* Given data *

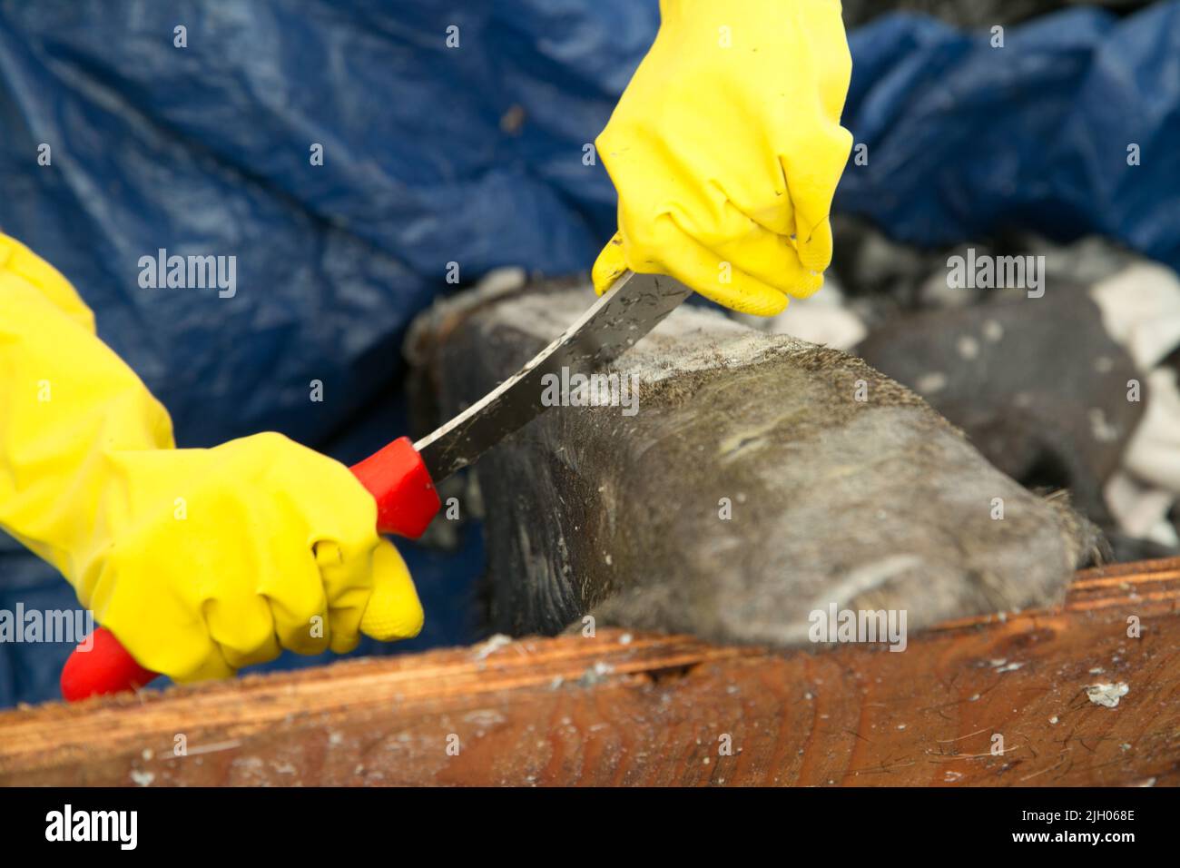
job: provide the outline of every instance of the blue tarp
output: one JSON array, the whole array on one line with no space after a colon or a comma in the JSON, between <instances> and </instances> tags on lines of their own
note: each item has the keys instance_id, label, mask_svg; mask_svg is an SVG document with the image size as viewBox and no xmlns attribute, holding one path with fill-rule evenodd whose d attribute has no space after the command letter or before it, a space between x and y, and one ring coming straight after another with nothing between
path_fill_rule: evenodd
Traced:
<instances>
[{"instance_id":1,"label":"blue tarp","mask_svg":"<svg viewBox=\"0 0 1180 868\"><path fill-rule=\"evenodd\" d=\"M400 337L448 263L589 268L614 190L584 145L656 25L655 0L0 0L0 228L73 281L182 445L271 429L355 459L401 432ZM1003 48L894 15L851 45L868 162L838 208L920 244L1100 231L1180 267L1180 2ZM142 288L159 249L236 256L236 294ZM407 559L457 640L439 576L478 555ZM0 608L46 595L71 605L0 541ZM64 653L0 647L0 704L50 696Z\"/></svg>"}]
</instances>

* Exercise *
Arrange every line of the records above as a numbered list, skipping blank lines and leaving out the pictures.

* Task result *
1. job: provide the outline of every instance of the blue tarp
2. output: one JSON array, the whole array on one line with no space after a colon or a comma in the JSON, between <instances> and </instances> tags on lines of their own
3. note: each item has the keys instance_id, label, mask_svg; mask_svg is an SVG document with the image size as viewBox and no xmlns attribute, holding one path with fill-rule evenodd whose d attribute has no space after the command letter or before it, a space between x and y, and one ring coming straight after another with nothing between
4. path_fill_rule: evenodd
5. Traced:
6. <instances>
7. [{"instance_id":1,"label":"blue tarp","mask_svg":"<svg viewBox=\"0 0 1180 868\"><path fill-rule=\"evenodd\" d=\"M400 337L448 263L589 268L614 190L584 145L656 25L655 0L0 0L0 228L73 281L182 445L271 429L355 459L401 432ZM1003 48L894 15L851 45L868 162L838 208L920 244L1100 231L1180 267L1180 2ZM142 288L159 249L236 256L236 294ZM407 559L457 640L439 576L478 555ZM0 608L46 595L71 605L0 541ZM64 653L0 647L0 704L50 696Z\"/></svg>"}]
8. </instances>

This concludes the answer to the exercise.